[Source data]
※ ※ ※
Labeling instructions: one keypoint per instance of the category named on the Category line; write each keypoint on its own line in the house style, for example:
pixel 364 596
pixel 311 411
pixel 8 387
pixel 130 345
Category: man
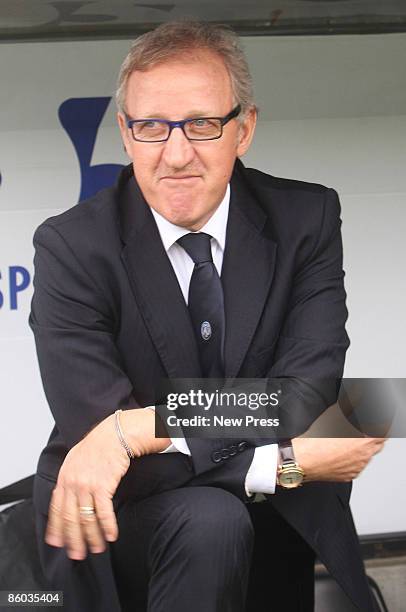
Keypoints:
pixel 118 287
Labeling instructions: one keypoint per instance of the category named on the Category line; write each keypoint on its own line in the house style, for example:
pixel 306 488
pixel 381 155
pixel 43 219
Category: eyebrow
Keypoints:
pixel 191 115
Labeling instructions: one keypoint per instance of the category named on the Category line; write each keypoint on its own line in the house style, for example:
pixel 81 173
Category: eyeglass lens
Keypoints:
pixel 197 129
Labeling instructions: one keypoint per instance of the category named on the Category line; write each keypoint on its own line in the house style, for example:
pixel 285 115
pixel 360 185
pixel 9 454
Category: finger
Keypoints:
pixel 54 530
pixel 106 516
pixel 90 524
pixel 73 536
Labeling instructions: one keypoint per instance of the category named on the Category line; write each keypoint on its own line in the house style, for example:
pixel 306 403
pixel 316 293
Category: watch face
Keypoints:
pixel 290 478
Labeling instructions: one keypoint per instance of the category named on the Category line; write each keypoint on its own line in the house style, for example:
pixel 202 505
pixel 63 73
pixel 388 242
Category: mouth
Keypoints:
pixel 181 177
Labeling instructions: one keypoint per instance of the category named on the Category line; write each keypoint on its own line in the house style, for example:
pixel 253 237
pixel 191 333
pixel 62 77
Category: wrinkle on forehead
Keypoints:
pixel 184 84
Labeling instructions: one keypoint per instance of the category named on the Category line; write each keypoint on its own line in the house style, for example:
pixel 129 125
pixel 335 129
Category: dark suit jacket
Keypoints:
pixel 110 321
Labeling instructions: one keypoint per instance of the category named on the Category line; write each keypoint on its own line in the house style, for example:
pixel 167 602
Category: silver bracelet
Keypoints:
pixel 127 447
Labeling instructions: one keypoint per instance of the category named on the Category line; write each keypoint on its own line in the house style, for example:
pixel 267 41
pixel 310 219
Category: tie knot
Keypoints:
pixel 197 246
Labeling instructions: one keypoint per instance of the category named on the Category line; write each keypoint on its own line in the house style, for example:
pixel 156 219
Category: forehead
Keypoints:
pixel 183 84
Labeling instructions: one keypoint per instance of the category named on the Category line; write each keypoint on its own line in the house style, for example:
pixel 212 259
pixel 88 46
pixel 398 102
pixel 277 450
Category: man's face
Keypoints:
pixel 184 180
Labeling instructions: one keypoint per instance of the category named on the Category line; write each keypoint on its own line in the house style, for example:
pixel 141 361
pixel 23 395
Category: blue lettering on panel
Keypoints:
pixel 81 118
pixel 19 279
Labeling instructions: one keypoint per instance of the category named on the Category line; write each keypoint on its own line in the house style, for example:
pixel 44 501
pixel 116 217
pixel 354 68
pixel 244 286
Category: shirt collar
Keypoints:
pixel 216 226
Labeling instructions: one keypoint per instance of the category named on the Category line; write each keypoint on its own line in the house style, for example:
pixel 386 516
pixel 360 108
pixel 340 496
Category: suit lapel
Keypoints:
pixel 154 284
pixel 247 272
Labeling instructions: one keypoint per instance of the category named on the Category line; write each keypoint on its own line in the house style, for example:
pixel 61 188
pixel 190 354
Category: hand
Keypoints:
pixel 89 476
pixel 335 459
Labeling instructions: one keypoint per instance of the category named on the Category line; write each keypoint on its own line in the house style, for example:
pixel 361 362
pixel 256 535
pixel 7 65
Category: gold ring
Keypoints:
pixel 87 510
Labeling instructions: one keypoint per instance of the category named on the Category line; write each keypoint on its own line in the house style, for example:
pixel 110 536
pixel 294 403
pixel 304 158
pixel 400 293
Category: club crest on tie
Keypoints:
pixel 205 330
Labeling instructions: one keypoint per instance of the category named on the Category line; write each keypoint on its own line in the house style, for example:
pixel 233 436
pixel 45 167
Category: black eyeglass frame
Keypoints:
pixel 181 124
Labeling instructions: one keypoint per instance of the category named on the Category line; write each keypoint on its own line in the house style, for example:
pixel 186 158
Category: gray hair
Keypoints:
pixel 176 38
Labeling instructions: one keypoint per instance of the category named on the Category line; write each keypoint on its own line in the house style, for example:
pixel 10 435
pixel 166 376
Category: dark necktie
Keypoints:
pixel 206 304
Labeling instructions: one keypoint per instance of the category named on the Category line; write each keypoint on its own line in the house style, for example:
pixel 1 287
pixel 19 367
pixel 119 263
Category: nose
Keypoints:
pixel 178 151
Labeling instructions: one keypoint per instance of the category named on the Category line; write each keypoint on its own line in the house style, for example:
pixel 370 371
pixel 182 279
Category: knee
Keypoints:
pixel 209 517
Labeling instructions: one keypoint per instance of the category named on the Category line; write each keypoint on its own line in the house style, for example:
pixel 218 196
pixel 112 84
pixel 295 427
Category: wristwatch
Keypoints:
pixel 289 474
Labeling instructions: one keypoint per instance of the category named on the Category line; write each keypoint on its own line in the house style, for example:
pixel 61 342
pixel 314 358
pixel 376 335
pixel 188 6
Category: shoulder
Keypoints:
pixel 279 191
pixel 293 205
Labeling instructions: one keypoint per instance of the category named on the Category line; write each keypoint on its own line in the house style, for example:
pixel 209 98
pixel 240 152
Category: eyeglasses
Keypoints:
pixel 199 128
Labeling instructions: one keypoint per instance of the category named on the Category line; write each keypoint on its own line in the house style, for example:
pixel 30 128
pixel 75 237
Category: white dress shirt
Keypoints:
pixel 261 476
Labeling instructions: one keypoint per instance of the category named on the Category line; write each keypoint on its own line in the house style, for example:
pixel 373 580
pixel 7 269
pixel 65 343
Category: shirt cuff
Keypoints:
pixel 261 476
pixel 178 445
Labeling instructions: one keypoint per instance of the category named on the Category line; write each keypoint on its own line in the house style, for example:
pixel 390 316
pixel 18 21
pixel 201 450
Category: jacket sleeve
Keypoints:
pixel 81 370
pixel 74 335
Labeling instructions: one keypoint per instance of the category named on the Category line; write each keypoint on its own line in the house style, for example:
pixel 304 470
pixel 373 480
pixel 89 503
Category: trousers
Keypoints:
pixel 202 549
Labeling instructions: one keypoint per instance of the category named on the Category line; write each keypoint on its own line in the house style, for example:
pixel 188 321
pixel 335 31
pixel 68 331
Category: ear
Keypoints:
pixel 122 123
pixel 246 131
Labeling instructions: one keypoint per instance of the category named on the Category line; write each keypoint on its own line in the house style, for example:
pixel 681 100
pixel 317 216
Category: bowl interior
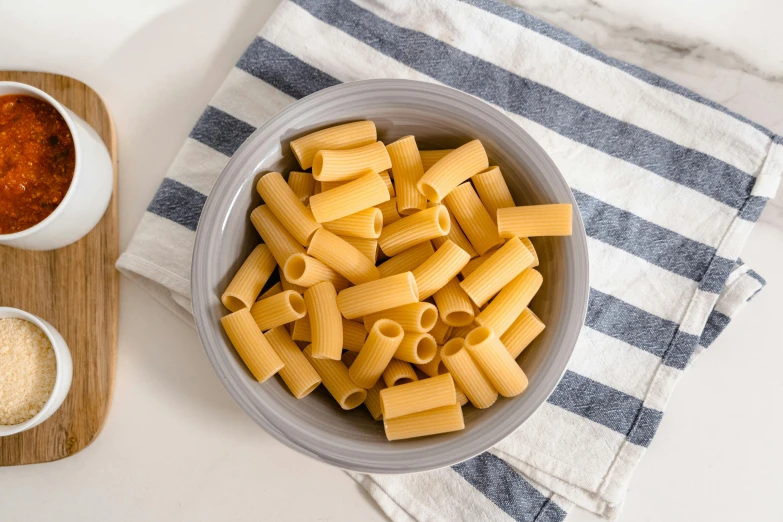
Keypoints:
pixel 439 117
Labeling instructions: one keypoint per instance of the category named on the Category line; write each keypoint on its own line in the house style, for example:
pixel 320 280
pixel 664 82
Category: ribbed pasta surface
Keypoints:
pixel 406 164
pixel 535 220
pixel 511 301
pixel 250 344
pixel 249 279
pixel 346 136
pixel 451 170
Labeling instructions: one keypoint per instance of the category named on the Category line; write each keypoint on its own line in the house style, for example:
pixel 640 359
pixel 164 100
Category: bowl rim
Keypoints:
pixel 9 312
pixel 210 213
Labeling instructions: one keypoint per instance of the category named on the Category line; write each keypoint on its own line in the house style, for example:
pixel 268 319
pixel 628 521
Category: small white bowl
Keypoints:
pixel 90 190
pixel 62 381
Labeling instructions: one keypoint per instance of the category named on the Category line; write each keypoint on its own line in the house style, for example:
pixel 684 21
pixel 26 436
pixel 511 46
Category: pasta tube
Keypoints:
pixel 406 261
pixel 306 271
pixel 249 279
pixel 453 304
pixel 325 321
pixel 366 191
pixel 278 310
pixel 303 185
pixel 467 375
pixel 510 302
pixel 287 208
pixel 280 242
pixel 453 169
pixel 431 157
pixel 406 163
pixel 414 397
pixel 465 206
pixel 497 271
pixel 439 269
pixel 535 220
pixel 341 257
pixel 414 317
pixel 493 191
pixel 414 229
pixel 521 333
pixel 298 374
pixel 345 164
pixel 250 344
pixel 431 422
pixel 346 136
pixel 368 298
pixel 417 348
pixel 441 331
pixel 389 210
pixel 378 350
pixel 368 247
pixel 334 376
pixel 366 223
pixel 500 369
pixel 398 373
pixel 457 236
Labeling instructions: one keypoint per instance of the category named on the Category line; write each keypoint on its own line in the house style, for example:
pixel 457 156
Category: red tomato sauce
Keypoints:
pixel 37 161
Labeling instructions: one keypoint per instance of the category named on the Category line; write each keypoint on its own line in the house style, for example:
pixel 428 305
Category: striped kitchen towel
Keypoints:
pixel 669 186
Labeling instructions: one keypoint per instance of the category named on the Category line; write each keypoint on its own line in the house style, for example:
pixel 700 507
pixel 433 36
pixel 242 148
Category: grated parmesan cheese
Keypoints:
pixel 27 370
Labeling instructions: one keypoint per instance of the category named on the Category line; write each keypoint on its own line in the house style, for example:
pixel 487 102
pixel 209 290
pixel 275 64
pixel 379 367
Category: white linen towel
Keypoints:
pixel 669 186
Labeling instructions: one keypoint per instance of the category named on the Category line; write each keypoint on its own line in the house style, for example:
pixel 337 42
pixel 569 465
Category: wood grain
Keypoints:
pixel 74 288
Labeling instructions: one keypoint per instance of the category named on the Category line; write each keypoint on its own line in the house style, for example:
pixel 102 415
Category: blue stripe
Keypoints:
pixel 178 203
pixel 221 131
pixel 612 408
pixel 538 103
pixel 519 17
pixel 508 490
pixel 716 323
pixel 282 70
pixel 653 243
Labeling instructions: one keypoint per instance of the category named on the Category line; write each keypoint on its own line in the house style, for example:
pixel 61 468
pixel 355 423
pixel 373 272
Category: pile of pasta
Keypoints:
pixel 405 279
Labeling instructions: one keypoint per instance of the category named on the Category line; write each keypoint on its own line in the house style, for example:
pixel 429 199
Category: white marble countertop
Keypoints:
pixel 176 447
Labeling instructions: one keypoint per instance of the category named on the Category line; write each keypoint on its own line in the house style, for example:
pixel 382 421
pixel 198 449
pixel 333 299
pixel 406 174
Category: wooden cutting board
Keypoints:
pixel 74 288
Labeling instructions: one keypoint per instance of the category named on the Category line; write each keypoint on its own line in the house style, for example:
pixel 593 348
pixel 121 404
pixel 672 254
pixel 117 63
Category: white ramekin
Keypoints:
pixel 62 382
pixel 89 192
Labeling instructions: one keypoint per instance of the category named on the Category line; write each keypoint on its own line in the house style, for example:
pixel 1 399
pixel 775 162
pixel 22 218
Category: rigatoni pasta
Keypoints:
pixel 467 375
pixel 342 257
pixel 345 164
pixel 493 191
pixel 454 168
pixel 280 309
pixel 249 279
pixel 346 136
pixel 334 376
pixel 473 218
pixel 303 185
pixel 414 229
pixel 463 345
pixel 497 271
pixel 439 269
pixel 406 164
pixel 430 422
pixel 521 333
pixel 297 373
pixel 535 220
pixel 287 207
pixel 250 344
pixel 325 321
pixel 365 191
pixel 495 362
pixel 382 341
pixel 366 223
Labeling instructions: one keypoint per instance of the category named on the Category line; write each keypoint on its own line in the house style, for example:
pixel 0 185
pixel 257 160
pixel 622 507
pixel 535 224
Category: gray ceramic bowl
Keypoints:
pixel 439 117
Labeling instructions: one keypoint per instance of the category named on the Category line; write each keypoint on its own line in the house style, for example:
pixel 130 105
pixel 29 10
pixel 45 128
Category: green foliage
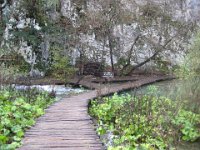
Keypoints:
pixel 189 74
pixel 17 113
pixel 146 122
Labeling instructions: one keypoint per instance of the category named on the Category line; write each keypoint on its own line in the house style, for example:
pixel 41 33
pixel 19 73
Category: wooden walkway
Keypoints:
pixel 67 125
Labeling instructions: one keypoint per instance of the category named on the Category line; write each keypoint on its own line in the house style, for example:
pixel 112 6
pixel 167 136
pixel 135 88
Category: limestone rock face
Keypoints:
pixel 98 49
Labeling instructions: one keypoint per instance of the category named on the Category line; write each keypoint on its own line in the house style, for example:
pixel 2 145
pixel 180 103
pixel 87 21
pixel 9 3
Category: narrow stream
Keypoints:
pixel 166 88
pixel 60 90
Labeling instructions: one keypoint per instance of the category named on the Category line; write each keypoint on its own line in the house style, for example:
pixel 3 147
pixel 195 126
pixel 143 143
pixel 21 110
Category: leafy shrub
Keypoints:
pixel 146 122
pixel 17 113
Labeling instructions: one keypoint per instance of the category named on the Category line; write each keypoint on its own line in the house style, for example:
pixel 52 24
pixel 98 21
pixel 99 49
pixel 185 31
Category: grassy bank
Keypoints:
pixel 145 122
pixel 18 111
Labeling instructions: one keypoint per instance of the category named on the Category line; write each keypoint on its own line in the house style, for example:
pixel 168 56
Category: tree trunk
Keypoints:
pixel 159 49
pixel 130 54
pixel 111 51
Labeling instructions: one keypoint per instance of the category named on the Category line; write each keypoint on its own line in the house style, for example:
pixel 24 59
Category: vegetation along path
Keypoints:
pixel 67 125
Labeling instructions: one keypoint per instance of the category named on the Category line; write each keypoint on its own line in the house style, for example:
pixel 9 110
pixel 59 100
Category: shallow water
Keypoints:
pixel 168 89
pixel 60 90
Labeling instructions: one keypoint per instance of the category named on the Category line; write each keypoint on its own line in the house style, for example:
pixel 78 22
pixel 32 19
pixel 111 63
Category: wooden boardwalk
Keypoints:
pixel 67 125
※ ※ ※
### DIRECTIVE
Render the records as a JSON list of strings, one string per line, from the start of the records through the line containing "pixel 73 536", both ends included. Skip blank lines and omit the pictures.

### EXPECTED ANSWER
[
  "Labeling instructions: one keypoint per instance of the category named on the Category line; write each keypoint on its own line in the house style, for example:",
  "pixel 364 596",
  "pixel 311 411",
  "pixel 8 387",
  "pixel 130 345",
  "Category: man",
  "Keypoints:",
  "pixel 118 287",
  "Labeling instructions: one keypoint per instance of the category named on the Category line; write each keypoint on its own line in the house style, for example:",
  "pixel 306 488",
  "pixel 381 155",
  "pixel 43 219",
  "Category: eyebrow",
  "Keypoints:",
  "pixel 191 115",
  "Labeling instructions: one keypoint per instance of the category named on the Category line; write each keypoint on its own line in the house style, for example:",
  "pixel 81 173",
  "Category: eyeglass lens",
  "Keypoints:",
  "pixel 197 129",
  "Labeling instructions: one keypoint per instance of the category named on the Category line; write each keypoint on its own line in the house style, for example:",
  "pixel 285 115",
  "pixel 360 185",
  "pixel 9 454",
  "Category: finger",
  "Keypoints:",
  "pixel 54 530",
  "pixel 106 516",
  "pixel 90 524",
  "pixel 73 536"
]